*Yang Perlu Dikerjakan:*
1. Tuliskan kembali bagian kutipan tentang kemuliaan dan kebenaran, seluruhnya mulai dari "Tiga hal yang" hingga ke "juga akan diabaikan.", tanpa mengubah satu kata pun.
2. Kutipan tentang kemuliaan dan kebenaran menyebut beberapa contoh hal lain yang juga menjadi standar salah dalam memandang hakikat kemuliaan. Sebutkan semua contoh tersebut.

*Kutipan Teks:*
>>

Tiga hal yang disebutkan terakhir ini barangkali saat ini amat dominan dipakai sebagai logika kemuliaan. Maka jika kebenaran berasal dari mereka yang tidak lebih berkuasa akan ditolak. Al-haq yang dibawa oleh mereka yang tidak lebih kaya dari dirinya tidak akan diterima. Dan keadilan yang dilantangkan oleh mereka yang tidak lebih kuat dari dirinya juga akan diabaikan.
Ada hal lain yang juga menjadi standar salah dalam memandang hakikat kemuliaan. Misalnya usia, pengetahuan, pengalaman, bahkan jasa. Termasuk dalam dakwah. Maka kadang terjadi aktifis dakwah yang terjebak pada takabur dan tidak mau menerima kebenaran karena merasa usia perjuangannya lebih lama, pengalaman dakwahnya lebih banyak, atau jasanya lebih besar. Hingga ada pula yang karena memandang dirinya adalah qiyadah, maka perbedaan yang dibawa oleh jundiyahnya selalu dianggap salah. Kesalahan dalam memahami hakikat kemuliaan bisa menjerumuskan kita ke dalam ke-takabur-an sebagaimana iblis diusir dari surga dan dilaknat Allah selama-lamanya.
3. Tidak Memiliki Pemahaman yang Benar tentang Hakikat Kebenaran
Ali radhiyallaahu anhu terkenal dengan kata-katanya: ”Lihatlah apa yang diucapkan dan jangan lihat siapa yang mengucapkan.” Seringkali kita memahami maqalah ini sebagai upaya untuk obyektif menilai kebenaran. Namun di sana juga ada nilai bahwa kebenaran akan selamanya benar meskipun datangnya dari siapapun.

<<

*Data Tersedia:*
>>

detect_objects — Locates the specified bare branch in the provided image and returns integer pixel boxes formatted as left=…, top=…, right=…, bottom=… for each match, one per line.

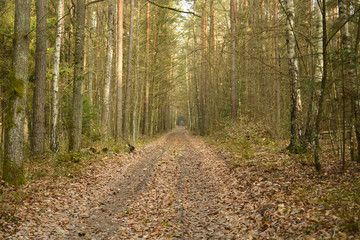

<<

*Soal Terjawab:*
1.
Tiga hal yang disebutkan terakhir ini barangkali saat ini amat dominan dipakai sebagai logika kemuliaan. Maka jika kebenaran berasal dari mereka yang tidak lebih berkuasa akan ditolak. Al-haq yang dibawa oleh mereka yang tidak lebih kaya dari dirinya tidak akan diterima. Dan keadilan yang dilantangkan oleh mereka yang tidak lebih kuat dari dirinya juga akan diabaikan.

2. Usia, pengetahuan, pengalaman, dan jasa.